A run of records.
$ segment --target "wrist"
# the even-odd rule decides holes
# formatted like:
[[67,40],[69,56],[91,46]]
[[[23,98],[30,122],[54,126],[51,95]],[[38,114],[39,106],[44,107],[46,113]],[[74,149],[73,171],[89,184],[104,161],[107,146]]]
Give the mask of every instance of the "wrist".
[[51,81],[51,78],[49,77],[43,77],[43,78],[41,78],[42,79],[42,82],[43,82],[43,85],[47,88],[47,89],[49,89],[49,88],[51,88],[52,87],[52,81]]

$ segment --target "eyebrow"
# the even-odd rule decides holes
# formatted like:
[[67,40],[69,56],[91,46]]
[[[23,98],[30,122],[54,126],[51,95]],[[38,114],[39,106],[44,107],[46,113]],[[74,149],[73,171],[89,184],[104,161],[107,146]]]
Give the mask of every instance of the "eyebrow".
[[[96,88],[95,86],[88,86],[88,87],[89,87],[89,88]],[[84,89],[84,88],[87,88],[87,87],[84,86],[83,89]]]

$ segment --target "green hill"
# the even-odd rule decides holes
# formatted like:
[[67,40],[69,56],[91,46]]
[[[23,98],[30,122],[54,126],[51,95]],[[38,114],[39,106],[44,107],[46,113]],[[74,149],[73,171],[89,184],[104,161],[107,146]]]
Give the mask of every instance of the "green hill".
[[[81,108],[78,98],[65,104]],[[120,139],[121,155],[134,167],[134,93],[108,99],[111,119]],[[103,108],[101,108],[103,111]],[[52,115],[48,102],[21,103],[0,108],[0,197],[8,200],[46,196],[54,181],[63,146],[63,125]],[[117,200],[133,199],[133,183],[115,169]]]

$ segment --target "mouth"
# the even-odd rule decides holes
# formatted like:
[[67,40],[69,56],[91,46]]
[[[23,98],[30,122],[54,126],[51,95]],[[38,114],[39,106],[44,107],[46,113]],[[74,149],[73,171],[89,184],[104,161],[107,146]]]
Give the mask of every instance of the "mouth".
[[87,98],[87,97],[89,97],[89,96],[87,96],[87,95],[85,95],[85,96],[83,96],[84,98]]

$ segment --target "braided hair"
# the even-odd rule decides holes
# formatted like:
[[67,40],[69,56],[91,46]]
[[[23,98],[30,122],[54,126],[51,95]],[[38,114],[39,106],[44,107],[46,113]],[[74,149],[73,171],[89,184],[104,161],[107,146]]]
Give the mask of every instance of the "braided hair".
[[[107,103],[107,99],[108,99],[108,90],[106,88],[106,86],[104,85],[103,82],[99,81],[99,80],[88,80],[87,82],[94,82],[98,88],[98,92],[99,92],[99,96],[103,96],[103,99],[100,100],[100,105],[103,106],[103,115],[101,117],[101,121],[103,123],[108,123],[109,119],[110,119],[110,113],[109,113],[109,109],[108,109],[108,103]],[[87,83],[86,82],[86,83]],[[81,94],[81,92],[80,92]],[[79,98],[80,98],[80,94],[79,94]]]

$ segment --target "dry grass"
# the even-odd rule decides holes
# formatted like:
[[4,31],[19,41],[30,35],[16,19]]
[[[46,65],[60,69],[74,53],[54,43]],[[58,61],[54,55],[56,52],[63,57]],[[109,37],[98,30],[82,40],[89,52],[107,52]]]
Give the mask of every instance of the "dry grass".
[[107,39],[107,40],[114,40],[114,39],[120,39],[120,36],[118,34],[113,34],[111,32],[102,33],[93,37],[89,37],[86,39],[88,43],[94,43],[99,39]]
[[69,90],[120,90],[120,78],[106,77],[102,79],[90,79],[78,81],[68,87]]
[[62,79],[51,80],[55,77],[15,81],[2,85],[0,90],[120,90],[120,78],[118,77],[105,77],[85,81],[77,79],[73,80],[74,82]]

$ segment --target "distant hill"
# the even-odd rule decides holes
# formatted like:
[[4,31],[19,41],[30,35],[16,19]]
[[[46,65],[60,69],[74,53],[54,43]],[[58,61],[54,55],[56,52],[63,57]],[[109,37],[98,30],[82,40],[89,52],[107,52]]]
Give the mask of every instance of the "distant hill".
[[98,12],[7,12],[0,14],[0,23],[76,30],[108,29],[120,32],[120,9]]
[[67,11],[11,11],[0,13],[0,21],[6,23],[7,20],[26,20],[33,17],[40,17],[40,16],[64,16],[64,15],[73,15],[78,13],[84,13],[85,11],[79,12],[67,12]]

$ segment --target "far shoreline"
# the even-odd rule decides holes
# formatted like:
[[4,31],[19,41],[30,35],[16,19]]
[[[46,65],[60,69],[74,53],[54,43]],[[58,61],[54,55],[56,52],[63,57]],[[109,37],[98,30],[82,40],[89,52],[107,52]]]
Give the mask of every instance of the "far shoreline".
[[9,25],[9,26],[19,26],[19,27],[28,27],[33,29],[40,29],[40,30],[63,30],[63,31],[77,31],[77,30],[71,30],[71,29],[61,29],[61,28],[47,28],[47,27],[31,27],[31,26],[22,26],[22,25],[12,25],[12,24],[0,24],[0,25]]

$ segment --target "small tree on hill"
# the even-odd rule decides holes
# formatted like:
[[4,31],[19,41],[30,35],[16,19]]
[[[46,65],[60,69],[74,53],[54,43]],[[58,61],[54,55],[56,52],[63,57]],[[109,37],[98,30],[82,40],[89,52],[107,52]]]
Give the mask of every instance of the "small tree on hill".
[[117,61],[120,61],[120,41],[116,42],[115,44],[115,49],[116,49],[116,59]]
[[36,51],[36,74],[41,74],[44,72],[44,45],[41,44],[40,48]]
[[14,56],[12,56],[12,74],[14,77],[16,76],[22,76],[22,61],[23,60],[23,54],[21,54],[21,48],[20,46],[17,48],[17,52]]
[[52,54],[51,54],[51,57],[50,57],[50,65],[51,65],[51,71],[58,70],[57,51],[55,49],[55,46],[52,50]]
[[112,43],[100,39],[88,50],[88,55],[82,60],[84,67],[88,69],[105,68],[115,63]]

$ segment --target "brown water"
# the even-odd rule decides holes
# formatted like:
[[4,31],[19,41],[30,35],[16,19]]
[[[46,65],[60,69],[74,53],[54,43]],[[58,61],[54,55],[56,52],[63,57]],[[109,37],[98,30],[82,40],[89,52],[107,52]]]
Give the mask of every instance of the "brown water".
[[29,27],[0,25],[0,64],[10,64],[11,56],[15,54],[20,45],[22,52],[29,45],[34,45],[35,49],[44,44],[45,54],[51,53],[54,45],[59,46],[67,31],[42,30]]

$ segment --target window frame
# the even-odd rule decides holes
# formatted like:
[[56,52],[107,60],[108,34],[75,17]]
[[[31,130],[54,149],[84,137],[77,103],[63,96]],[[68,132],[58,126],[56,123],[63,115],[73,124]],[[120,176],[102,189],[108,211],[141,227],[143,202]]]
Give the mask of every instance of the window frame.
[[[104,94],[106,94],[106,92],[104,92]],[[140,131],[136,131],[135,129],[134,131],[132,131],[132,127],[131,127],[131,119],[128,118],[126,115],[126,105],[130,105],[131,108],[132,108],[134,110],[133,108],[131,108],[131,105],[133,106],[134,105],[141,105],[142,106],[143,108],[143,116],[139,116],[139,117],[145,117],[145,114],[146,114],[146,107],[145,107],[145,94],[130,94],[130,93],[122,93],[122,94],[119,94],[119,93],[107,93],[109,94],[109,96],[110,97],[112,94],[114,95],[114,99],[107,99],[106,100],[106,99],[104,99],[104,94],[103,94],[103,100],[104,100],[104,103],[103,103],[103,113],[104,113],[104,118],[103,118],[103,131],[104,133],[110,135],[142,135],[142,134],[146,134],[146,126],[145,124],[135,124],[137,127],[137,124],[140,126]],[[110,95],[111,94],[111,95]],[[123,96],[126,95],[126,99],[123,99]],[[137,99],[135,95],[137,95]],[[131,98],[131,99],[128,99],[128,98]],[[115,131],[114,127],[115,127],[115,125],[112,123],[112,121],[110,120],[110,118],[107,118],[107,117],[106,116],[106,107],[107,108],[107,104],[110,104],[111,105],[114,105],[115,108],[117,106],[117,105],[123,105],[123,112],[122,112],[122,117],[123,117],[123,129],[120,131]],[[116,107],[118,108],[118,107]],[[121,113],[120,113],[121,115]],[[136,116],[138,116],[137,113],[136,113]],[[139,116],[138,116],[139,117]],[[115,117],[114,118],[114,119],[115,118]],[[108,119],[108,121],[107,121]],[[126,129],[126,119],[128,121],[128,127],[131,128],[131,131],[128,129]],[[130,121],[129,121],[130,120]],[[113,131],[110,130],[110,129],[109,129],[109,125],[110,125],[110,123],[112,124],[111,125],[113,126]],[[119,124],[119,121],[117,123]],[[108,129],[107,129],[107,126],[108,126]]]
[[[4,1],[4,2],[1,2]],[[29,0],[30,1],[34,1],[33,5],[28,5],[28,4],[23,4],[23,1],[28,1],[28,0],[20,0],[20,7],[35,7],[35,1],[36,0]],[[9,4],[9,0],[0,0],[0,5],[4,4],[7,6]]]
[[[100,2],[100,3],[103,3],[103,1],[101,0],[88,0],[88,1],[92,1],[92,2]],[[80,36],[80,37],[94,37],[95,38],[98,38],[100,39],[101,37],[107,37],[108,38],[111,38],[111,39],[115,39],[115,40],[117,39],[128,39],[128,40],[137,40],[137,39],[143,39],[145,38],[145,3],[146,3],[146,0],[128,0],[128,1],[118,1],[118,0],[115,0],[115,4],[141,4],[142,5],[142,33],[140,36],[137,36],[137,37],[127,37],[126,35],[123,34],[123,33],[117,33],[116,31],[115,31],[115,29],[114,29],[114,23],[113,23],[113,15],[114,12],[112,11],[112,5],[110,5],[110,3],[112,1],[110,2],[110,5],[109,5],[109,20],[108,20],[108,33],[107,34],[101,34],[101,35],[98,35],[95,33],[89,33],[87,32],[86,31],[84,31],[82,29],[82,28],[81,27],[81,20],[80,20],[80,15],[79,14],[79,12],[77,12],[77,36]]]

JOB. Please collect every line in the listing above that contains the string "eyebrow", treating uppercase and lowercase as different.

WRITTEN ANSWER.
$ segment --target "eyebrow"
Give the mask of every instance of the "eyebrow".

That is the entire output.